__TO DO__.
Output, word for word, each line from the one with "Detect white cabinet" through the end of the listing below, excluding every picture.

__RECORDS FOR THIS EXERCISE__.
========================================================================
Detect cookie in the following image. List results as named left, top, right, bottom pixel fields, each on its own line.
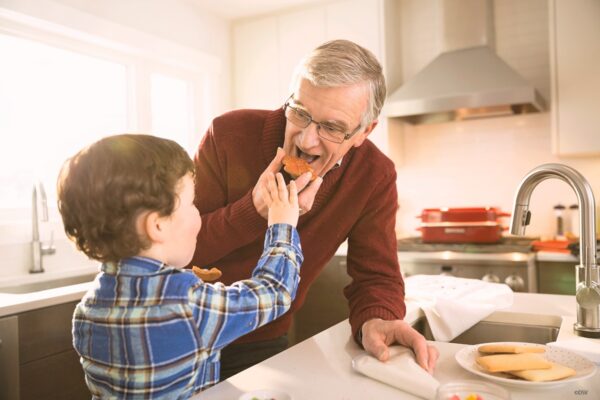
left=508, top=362, right=576, bottom=382
left=476, top=353, right=552, bottom=373
left=192, top=266, right=222, bottom=282
left=282, top=155, right=317, bottom=181
left=478, top=344, right=545, bottom=354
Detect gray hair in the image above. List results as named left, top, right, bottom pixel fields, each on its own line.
left=290, top=39, right=386, bottom=127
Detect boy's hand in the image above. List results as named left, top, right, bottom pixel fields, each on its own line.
left=252, top=148, right=286, bottom=219
left=262, top=172, right=299, bottom=227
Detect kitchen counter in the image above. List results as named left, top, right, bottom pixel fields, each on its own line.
left=0, top=265, right=98, bottom=317
left=198, top=293, right=599, bottom=400
left=2, top=274, right=597, bottom=399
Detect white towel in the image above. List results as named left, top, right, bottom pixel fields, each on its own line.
left=352, top=346, right=439, bottom=400
left=405, top=275, right=514, bottom=342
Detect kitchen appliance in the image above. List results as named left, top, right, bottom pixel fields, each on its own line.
left=398, top=237, right=536, bottom=292
left=417, top=207, right=510, bottom=244
left=384, top=0, right=545, bottom=124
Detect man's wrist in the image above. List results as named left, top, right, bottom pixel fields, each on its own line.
left=357, top=318, right=383, bottom=345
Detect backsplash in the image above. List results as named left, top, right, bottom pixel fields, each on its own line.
left=394, top=112, right=600, bottom=238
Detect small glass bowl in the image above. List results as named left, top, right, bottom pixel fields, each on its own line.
left=436, top=380, right=511, bottom=400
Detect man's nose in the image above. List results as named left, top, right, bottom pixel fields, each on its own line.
left=299, top=121, right=321, bottom=148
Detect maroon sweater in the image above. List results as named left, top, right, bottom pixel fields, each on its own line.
left=191, top=108, right=405, bottom=343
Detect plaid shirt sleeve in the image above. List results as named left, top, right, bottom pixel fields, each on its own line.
left=189, top=223, right=303, bottom=350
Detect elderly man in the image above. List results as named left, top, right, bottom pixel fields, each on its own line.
left=191, top=39, right=438, bottom=380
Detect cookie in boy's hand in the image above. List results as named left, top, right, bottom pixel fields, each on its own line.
left=192, top=266, right=222, bottom=282
left=282, top=155, right=317, bottom=181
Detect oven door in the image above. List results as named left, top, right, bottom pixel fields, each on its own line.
left=398, top=251, right=537, bottom=292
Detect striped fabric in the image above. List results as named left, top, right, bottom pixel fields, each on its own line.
left=72, top=224, right=302, bottom=399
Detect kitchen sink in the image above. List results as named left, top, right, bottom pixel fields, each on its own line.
left=412, top=311, right=561, bottom=344
left=0, top=273, right=97, bottom=294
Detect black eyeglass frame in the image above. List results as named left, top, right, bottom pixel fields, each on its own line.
left=282, top=95, right=363, bottom=144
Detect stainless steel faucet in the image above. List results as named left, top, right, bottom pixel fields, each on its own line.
left=510, top=163, right=600, bottom=338
left=31, top=182, right=55, bottom=273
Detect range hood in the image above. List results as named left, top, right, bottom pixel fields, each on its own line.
left=385, top=0, right=546, bottom=124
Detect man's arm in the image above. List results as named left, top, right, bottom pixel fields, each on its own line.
left=344, top=168, right=438, bottom=373
left=191, top=124, right=269, bottom=266
left=344, top=167, right=405, bottom=336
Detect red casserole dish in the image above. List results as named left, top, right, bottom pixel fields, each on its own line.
left=417, top=207, right=510, bottom=243
left=418, top=207, right=510, bottom=223
left=418, top=222, right=505, bottom=243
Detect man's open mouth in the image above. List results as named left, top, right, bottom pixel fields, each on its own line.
left=296, top=147, right=319, bottom=164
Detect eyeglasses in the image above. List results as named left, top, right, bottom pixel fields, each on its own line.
left=283, top=95, right=363, bottom=144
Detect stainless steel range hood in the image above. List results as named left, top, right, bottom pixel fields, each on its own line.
left=385, top=0, right=546, bottom=124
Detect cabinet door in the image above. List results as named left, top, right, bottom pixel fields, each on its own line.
left=0, top=316, right=19, bottom=400
left=550, top=0, right=600, bottom=155
left=325, top=0, right=382, bottom=60
left=278, top=8, right=326, bottom=99
left=20, top=349, right=89, bottom=400
left=18, top=301, right=90, bottom=400
left=290, top=255, right=352, bottom=345
left=233, top=16, right=280, bottom=110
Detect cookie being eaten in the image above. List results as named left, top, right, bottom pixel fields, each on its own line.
left=282, top=155, right=317, bottom=181
left=192, top=266, right=222, bottom=282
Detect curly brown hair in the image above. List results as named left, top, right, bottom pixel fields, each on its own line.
left=57, top=134, right=195, bottom=263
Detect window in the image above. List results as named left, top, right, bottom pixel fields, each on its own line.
left=0, top=29, right=206, bottom=215
left=0, top=33, right=128, bottom=209
left=151, top=73, right=193, bottom=152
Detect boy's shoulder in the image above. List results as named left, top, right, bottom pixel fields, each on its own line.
left=87, top=268, right=201, bottom=304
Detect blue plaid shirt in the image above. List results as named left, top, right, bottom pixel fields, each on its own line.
left=72, top=224, right=302, bottom=399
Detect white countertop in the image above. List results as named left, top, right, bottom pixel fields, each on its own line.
left=2, top=271, right=598, bottom=399
left=199, top=293, right=599, bottom=400
left=536, top=251, right=579, bottom=263
left=0, top=265, right=98, bottom=317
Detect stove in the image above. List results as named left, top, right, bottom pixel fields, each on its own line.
left=397, top=237, right=538, bottom=292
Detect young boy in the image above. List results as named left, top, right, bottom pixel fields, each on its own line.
left=57, top=134, right=302, bottom=399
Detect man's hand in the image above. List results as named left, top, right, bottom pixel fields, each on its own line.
left=252, top=148, right=323, bottom=219
left=361, top=318, right=439, bottom=374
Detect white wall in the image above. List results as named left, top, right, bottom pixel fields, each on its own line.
left=395, top=113, right=600, bottom=237
left=394, top=0, right=600, bottom=238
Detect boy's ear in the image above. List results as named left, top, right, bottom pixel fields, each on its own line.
left=139, top=211, right=167, bottom=243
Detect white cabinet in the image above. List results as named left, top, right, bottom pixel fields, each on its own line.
left=278, top=7, right=327, bottom=101
left=550, top=0, right=600, bottom=156
left=233, top=16, right=280, bottom=109
left=232, top=0, right=390, bottom=152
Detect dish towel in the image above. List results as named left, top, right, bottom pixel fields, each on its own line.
left=352, top=346, right=439, bottom=400
left=405, top=275, right=514, bottom=342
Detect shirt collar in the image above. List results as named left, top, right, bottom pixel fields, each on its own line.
left=102, top=256, right=170, bottom=276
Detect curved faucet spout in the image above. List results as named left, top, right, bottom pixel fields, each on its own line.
left=510, top=163, right=599, bottom=338
left=510, top=163, right=597, bottom=272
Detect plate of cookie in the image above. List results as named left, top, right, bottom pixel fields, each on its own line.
left=455, top=342, right=597, bottom=388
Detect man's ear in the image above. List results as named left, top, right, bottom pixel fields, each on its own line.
left=352, top=119, right=378, bottom=147
left=140, top=211, right=167, bottom=244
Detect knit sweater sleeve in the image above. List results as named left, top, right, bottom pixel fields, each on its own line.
left=190, top=120, right=268, bottom=266
left=344, top=166, right=406, bottom=343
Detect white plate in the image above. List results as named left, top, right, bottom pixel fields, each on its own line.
left=238, top=388, right=292, bottom=400
left=455, top=342, right=597, bottom=389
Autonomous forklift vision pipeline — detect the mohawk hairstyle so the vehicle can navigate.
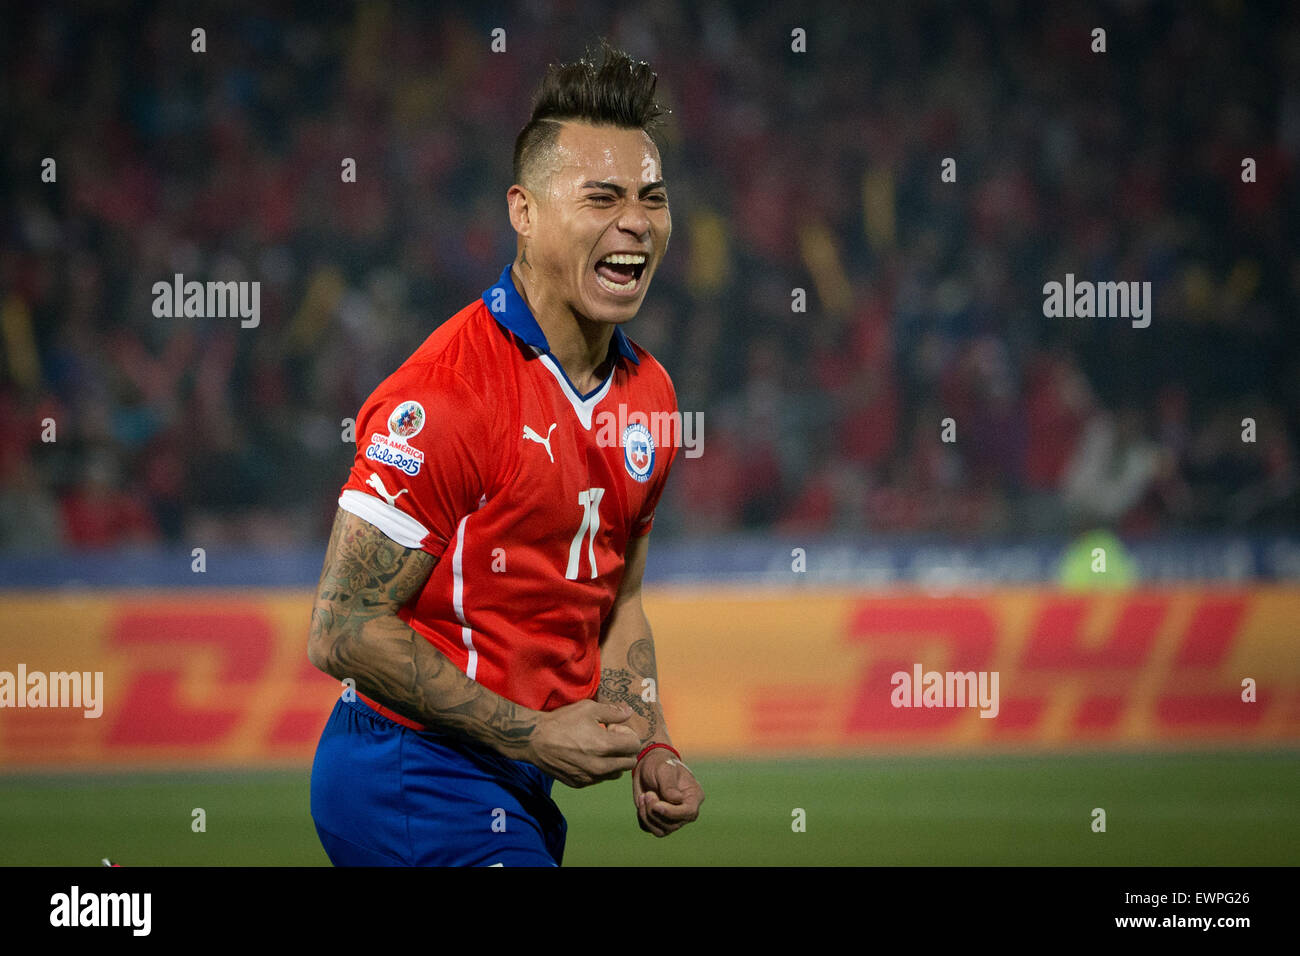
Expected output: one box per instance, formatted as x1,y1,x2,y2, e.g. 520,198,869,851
========================================================================
__ANSWER TO THIS PROBLEM__.
Detect white cabinet in the image above. List results as named left, top, right, bottom pixel fields, each on its own line.
left=278, top=7, right=327, bottom=101
left=550, top=0, right=600, bottom=156
left=233, top=16, right=280, bottom=109
left=232, top=0, right=390, bottom=152
Detect dish towel in the image above. List results as named left, top, right, bottom pixel fields, each on its own line.
left=352, top=346, right=439, bottom=400
left=405, top=275, right=514, bottom=342
Detect shirt collar in the image above. List results as named left, top, right, bottom pixel fields, each on its own line.
left=102, top=256, right=170, bottom=276
Detect curved faucet spout in the image above. List results as named left, top, right, bottom pixel fields, each on its own line.
left=510, top=163, right=599, bottom=338
left=510, top=163, right=597, bottom=272
Detect plate of cookie in the image above. List results as named left, top, right, bottom pixel fields, each on its own line.
left=455, top=342, right=597, bottom=388
Detect man's ear in the image above. List results as named left, top, right, bottom pixel fields, each on its own line.
left=352, top=119, right=378, bottom=147
left=140, top=211, right=167, bottom=244
Detect knit sweater sleeve in the image above. List results as named left, top, right, bottom pixel fields, each on its own line.
left=190, top=120, right=268, bottom=266
left=344, top=166, right=406, bottom=343
Detect white plate in the image above. List results as named left, top, right, bottom pixel fields, each on its own line.
left=238, top=388, right=292, bottom=400
left=455, top=342, right=597, bottom=389
Autonomous forklift vision pipeline — detect the mohawk hairstyle so the vehicle can navigate.
Expected output: one box per instance, formatted as x1,y1,x2,y2, e.g. 520,198,869,851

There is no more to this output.